* **Short exercise**:
Copy every row below word for word, changing nothing.

————

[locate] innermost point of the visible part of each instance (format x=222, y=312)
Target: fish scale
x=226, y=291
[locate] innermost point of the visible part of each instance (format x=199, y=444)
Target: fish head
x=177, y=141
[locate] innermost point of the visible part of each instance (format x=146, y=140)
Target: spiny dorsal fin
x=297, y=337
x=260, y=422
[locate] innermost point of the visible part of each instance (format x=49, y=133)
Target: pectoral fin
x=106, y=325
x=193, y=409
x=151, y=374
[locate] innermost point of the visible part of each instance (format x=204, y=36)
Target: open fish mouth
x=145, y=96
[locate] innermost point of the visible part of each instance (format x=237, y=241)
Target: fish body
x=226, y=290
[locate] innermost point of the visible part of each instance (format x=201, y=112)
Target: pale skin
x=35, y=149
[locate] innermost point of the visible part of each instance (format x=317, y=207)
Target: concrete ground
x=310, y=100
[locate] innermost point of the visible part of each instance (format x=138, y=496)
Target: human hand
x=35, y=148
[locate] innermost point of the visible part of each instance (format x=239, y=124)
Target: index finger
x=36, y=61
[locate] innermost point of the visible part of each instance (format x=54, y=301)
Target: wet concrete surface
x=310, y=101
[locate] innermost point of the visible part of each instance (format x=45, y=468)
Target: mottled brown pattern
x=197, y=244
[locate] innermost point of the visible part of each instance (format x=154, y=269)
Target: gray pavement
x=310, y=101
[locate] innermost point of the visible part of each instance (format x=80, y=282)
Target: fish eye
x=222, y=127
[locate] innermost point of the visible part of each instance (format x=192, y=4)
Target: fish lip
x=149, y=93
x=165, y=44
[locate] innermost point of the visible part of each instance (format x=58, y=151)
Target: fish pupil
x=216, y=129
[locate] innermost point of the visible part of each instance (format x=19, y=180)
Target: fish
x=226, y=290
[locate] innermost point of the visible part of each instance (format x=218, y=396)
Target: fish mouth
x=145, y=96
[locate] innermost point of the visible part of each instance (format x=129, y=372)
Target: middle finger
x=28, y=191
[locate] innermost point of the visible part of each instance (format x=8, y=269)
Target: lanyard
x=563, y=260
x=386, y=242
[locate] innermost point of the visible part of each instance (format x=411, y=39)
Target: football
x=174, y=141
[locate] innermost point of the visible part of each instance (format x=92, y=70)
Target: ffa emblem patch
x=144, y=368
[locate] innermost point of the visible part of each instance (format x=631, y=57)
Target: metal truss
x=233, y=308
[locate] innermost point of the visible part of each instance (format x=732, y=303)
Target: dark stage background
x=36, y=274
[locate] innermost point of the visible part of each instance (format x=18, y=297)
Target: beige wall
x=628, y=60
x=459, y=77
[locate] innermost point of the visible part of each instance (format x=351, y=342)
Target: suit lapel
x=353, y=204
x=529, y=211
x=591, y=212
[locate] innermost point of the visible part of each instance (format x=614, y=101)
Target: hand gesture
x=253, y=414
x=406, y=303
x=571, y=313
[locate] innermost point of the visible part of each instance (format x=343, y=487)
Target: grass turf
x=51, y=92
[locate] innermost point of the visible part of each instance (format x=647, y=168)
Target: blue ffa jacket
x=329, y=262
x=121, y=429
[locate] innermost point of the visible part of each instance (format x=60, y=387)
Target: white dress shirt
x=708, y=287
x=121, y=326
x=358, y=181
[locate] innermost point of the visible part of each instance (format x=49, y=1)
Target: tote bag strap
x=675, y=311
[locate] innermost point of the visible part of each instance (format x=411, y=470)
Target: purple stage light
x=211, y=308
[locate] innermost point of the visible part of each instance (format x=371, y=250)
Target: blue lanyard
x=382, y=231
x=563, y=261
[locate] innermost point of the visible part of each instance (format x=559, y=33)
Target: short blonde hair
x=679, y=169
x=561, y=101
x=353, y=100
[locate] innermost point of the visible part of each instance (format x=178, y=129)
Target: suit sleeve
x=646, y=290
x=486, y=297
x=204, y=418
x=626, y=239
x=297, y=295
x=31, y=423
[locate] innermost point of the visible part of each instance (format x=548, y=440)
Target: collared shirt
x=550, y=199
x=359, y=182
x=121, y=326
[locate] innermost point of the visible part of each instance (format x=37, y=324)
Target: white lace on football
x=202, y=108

————

* **Solution for this problem**:
[locate] innermost point of the visible part of each instance (format x=222, y=312)
Target: fish scale
x=226, y=291
[locate] innermost point of the visible part of each instance (format x=199, y=444)
Target: fish head
x=177, y=141
[locate] innermost point of the visible part of each instance (format x=146, y=140)
Target: spiny dorsal fin
x=297, y=337
x=260, y=422
[locate] innermost point of the visible part of each instance (format x=49, y=133)
Target: pectoral fin
x=106, y=325
x=193, y=409
x=151, y=374
[locate] innermost point of the visible part of each instance (format x=204, y=36)
Target: open fish mouth
x=145, y=96
[locate] innermost point of the visible part of each instance (format x=237, y=241)
Target: fish body
x=226, y=290
[locate] innermost point of the visible part of each instance (format x=201, y=112)
Target: pale skin
x=35, y=149
[locate] innermost point of the visible part of each instance (format x=317, y=207)
Target: concrete ground
x=310, y=100
[locate] innermost point of the visible part of each instance (format x=138, y=496)
Target: human hand
x=35, y=148
[locate] innermost point of the visible part of each instance (format x=239, y=124)
Target: index finger
x=36, y=61
[locate] innermost point of the visible part of each instance (format x=54, y=301)
Target: wet concrete surface
x=310, y=101
[locate] innermost point of the visible part of each instance (format x=45, y=468)
Target: mottled brown pattern
x=197, y=244
[locate] innermost point of the visible part of each instance (format x=154, y=269)
Target: gray pavement
x=310, y=101
[locate] innermost point of the visible part of each instance (format x=80, y=282)
Target: fish eye
x=222, y=127
[locate] innermost point of the visible part of each instance (format x=192, y=4)
Target: fish lip
x=149, y=93
x=165, y=44
[locate] innermost point of the visible part of each instance (format x=58, y=151)
Target: fish pupil
x=216, y=129
[locate] innermost point of the visible part of each instance (format x=19, y=180)
Target: fish
x=226, y=290
[locate] innermost point of the visible part of each instance (format x=218, y=396)
Target: fish mouth
x=145, y=96
[locate] innermost point of the visible part of each instance (format x=129, y=372)
Target: middle finger
x=28, y=191
[locate] innermost point of the visible part of each instance (format x=8, y=269)
Target: lanyard
x=563, y=260
x=386, y=242
[locate] innermost point of the visible part of each instance (format x=411, y=39)
Target: football
x=174, y=141
[locate] innermost point of the visible part of each instance (format x=92, y=70)
Target: ffa emblem patch
x=144, y=368
[locate] innermost point of the visible part of each instance (format x=631, y=57)
Target: metal truss
x=233, y=308
[locate] innermost point of the visible part of each instance (format x=732, y=303)
Target: dark stage background
x=36, y=274
[locate] innermost point of the visible part of each instance (format x=18, y=297)
Target: beige wall
x=628, y=60
x=459, y=77
[locate] innermost point of the visible part of each instance (format x=351, y=342)
Target: suit lapel
x=353, y=204
x=529, y=211
x=591, y=212
[locate] innermost point of the visible part of each instance (format x=614, y=101)
Target: hand gesture
x=253, y=414
x=406, y=303
x=571, y=313
[locate] innermost point of the visible part of each instance (format x=343, y=487)
Target: grass turf
x=51, y=92
[locate] innermost point of the visible part of each instance (format x=647, y=168)
Target: blue ffa jacket
x=329, y=262
x=121, y=429
[locate] innermost point of the visible part of each instance (format x=60, y=387)
Target: white dress shirt
x=708, y=287
x=121, y=326
x=358, y=181
[locate] innermost point of the visible part of each instance (format x=49, y=1)
Target: tote bag strap
x=675, y=311
[locate] innermost point of the visible part of each instance (format x=411, y=470)
Target: purple stage light
x=211, y=308
[locate] innermost point of the visible part of each instance (format x=371, y=250)
Target: blue lanyard
x=382, y=231
x=563, y=261
[locate] innermost point of the visible part of each instance (format x=559, y=33)
Target: short blonde hair
x=679, y=169
x=561, y=101
x=353, y=100
[locate] innermost point of the visible part of each instance (format x=178, y=129)
Target: suit sleeve
x=646, y=290
x=486, y=297
x=204, y=418
x=626, y=239
x=297, y=295
x=31, y=423
[locate] innermost point of the visible part of each instance (format x=548, y=440)
Target: collared shirt
x=550, y=199
x=359, y=182
x=121, y=326
[locate] innermost point of the visible part of each instance (format x=37, y=324)
Target: white lace on football
x=202, y=108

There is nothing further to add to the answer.